** Tarefas do exercício **
(1) Segundo o trecho sobre Cappelli, por que ele optou por tirar um passaporte costarriquenho em vez de esperar o do USCIS? Responda em até três frases.
(2) Transcreva do trecho sobre Cappelli tudo o que vai desde "Então ele traçou" até "depois da prisão.".

** Trecho do texto **
· · · · · · ·

Quando o período de liberdade condicional terminou, em março de 2015, Cappelli decidiu realizar um objetivo que havia estabelecido ainda na prisão: viajar para a Costa Rica – a sua primeira viagem para fora dos EUA – e visitar os túmulos do tio e da avó, que haviam morrido quando ele estava preso. Então ele deu entrada no USCIS para tirar o passaporte, apresentando a carteira de identidade, a certidão de nascimento especial emitida pelo estado do Wisconsin e a carteira de motorista. O USCIS pediu mais documentos, mas não informou a Cappelli que ele não tinha cidadania americana. Para ele, aquilo era uma mera formalidade. Mesmo assim, intimidado pela burocracia do USCIS – em alguns casos, a emissão do passaporte pode demorar até um ano –, Cappelli optou pela saída mais fácil: ele foi até o consulado da Costa Rica em Chicago, a 145km de Milwaukee, e tirou um passaporte costarriquenho em duas semanas.
Em maio daquele ano, Cappelli passou 10 dias na Costa Rica com seus familiares, muitos dos quais ele nem conhecia. Tendo visitado o túmulo dos parentes falecidos, ele estava pronto para voltar para casa. Mas ele não voltaria a pisar no Wisconsin. Ao fazer conexão em Atlanta, ele foi parado por um agente da imigração, que quis saber por que, sendo cidadão americano, ele havia entrado nos EUA com um passaporte costarriquenho. Cappelli lhe mostrou sua identidade e certidão de nascimento. Horas depois, outro agente disse a Cappelli que seus pais não haviam pedido a sua naturalização, e que, devido a sua ficha criminal, ele seria detido. Aos 34 anos de idade, pela primeira vez na vida alguém lhe dizia que ele não era cidadão americano, e sim um “estrangeiro passível de deportação”.
“Aquilo me deixou atônito. Eu achava que tudo não passava de um mal-entendido”, conta Kurt Cappelli, referindo-se ao telefonema de Mauricio, feito de uma prisão de Atlanta.
Então ele traçou um plano. A poucas semanas da audiência que decidiria o destino de seu filho, Kurt passaria cada hora do dia preparando a sua defesa. Ele ligou para o escritório de todos os membros da bancada do Wisconsin no Congresso – inclusive para o de Paul Ryan, presidente da Câmara. Kurt também conseguiu cartas de recomendação do agente da condicional de Mauricio e de pessoas que o haviam acompanhado e orientado depois da prisão.

· · · · · · ·

(Dados coletados)
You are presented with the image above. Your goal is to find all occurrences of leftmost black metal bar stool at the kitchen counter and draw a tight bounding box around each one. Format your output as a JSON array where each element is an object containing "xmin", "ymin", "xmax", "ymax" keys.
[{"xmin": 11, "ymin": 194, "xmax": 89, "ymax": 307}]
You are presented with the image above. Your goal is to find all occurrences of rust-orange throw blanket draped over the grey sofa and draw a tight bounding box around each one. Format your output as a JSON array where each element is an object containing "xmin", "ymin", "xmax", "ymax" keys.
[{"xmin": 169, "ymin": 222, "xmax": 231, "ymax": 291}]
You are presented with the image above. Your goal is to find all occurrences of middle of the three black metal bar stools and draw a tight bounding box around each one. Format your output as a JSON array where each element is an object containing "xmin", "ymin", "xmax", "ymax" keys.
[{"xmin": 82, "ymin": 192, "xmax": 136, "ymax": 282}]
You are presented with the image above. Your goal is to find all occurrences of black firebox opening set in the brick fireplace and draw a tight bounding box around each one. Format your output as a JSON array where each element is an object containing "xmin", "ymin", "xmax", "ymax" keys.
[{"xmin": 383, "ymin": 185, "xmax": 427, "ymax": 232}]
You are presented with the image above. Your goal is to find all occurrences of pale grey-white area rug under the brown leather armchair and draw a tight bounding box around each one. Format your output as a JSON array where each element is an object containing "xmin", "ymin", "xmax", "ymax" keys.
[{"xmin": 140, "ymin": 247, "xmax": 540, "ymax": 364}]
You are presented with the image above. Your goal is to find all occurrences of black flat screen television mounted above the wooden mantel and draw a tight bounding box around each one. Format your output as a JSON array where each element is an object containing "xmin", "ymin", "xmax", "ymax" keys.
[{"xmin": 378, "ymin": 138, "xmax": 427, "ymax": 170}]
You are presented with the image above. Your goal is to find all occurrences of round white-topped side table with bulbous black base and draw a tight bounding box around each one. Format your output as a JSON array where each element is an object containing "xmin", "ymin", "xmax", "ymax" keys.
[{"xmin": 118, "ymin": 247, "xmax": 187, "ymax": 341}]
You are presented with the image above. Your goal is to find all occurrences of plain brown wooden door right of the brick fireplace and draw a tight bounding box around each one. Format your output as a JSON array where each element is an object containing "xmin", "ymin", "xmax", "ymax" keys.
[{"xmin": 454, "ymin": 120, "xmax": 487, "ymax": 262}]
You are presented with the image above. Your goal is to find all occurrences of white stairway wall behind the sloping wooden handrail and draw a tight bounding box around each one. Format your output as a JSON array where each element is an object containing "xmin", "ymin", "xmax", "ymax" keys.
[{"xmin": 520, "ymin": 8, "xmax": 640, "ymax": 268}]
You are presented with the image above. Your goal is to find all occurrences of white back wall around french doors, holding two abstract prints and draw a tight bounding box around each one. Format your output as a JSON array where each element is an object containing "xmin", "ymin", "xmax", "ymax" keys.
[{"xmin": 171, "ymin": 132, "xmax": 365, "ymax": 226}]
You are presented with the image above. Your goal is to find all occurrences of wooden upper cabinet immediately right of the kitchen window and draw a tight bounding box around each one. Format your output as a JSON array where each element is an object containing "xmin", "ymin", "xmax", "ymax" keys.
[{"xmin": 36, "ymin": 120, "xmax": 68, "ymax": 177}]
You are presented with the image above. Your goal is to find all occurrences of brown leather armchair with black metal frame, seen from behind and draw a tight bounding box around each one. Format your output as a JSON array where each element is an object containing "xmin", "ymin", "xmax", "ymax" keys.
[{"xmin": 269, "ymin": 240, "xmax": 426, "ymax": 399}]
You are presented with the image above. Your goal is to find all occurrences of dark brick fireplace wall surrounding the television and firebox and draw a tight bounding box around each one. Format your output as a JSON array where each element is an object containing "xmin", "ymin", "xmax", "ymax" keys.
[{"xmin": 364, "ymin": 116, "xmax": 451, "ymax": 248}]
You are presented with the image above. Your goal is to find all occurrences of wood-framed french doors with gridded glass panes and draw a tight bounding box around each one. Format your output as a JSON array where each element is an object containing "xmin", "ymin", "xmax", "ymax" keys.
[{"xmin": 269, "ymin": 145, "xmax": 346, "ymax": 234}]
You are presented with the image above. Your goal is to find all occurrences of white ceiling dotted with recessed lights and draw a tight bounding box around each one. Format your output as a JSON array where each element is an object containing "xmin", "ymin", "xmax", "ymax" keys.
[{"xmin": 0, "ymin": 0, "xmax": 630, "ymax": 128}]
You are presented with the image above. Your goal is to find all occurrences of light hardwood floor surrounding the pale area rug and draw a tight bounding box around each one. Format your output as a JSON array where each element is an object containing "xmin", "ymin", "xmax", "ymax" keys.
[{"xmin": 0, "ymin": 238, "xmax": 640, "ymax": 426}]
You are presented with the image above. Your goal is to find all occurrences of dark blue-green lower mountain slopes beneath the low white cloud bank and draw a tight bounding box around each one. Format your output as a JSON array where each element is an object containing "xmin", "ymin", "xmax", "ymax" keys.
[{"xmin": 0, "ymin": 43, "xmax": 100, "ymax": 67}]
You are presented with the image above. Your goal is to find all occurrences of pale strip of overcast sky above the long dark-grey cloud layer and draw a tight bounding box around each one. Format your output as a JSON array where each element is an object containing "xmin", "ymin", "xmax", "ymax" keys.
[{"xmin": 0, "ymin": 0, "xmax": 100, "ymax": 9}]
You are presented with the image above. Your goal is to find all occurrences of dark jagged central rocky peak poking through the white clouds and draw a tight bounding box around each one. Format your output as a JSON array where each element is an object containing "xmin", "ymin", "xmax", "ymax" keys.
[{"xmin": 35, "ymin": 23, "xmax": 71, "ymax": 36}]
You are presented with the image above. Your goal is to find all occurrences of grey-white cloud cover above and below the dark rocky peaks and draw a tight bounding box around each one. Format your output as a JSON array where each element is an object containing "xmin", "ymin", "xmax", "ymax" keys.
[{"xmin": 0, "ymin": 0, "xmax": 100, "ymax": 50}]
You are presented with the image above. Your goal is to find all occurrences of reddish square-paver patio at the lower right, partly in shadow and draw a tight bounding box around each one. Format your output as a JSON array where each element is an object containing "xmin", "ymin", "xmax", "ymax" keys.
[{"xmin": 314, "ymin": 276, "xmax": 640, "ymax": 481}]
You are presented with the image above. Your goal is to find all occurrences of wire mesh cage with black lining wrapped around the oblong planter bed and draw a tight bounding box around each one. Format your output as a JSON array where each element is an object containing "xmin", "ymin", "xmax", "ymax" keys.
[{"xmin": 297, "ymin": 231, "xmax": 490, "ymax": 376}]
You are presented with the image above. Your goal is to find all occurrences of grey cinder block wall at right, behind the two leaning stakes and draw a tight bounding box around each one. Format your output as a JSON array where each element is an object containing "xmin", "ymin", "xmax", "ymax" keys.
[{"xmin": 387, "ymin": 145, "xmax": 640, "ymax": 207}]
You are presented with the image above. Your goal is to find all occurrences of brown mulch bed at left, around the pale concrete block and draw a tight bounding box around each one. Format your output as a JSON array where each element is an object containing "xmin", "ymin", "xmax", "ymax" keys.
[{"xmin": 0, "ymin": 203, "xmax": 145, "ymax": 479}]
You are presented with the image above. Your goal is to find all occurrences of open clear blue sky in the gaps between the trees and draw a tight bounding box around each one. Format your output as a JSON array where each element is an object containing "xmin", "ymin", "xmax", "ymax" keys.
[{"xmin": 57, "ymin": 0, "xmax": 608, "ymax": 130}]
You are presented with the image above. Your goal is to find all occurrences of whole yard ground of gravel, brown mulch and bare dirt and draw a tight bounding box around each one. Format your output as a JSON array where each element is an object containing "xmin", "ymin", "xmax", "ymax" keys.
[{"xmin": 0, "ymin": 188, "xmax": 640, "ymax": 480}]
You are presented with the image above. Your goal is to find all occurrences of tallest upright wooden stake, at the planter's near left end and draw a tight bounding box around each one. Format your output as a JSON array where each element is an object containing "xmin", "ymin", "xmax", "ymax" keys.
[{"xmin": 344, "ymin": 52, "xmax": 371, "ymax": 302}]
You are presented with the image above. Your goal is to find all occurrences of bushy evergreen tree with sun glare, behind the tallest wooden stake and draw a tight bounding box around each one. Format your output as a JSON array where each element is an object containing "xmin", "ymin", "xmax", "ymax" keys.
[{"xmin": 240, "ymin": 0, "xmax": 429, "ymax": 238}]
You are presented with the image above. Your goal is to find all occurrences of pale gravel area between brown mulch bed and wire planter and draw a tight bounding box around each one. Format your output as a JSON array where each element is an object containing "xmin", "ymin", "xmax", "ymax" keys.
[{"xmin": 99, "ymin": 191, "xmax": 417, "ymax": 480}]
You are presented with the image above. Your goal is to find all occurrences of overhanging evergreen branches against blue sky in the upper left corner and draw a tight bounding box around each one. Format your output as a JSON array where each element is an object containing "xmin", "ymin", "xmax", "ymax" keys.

· · · · · · ·

** Resultados **
(1) Cappelli se sentiu intimidado pela burocracia do USCIS, onde, em alguns casos, a emissão do passaporte pode demorar até um ano. Por isso, optou pela saída mais fácil: foi ao consulado da Costa Rica em Chicago e obteve um passaporte costarriquenho em duas semanas.

(2)
Então ele traçou um plano. A poucas semanas da audiência que decidiria o destino de seu filho, Kurt passaria cada hora do dia preparando a sua defesa. Ele ligou para o escritório de todos os membros da bancada do Wisconsin no Congresso – inclusive para o de Paul Ryan, presidente da Câmara. Kurt também conseguiu cartas de recomendação do agente da condicional de Mauricio e de pessoas que o haviam acompanhado e orientado depois da prisão.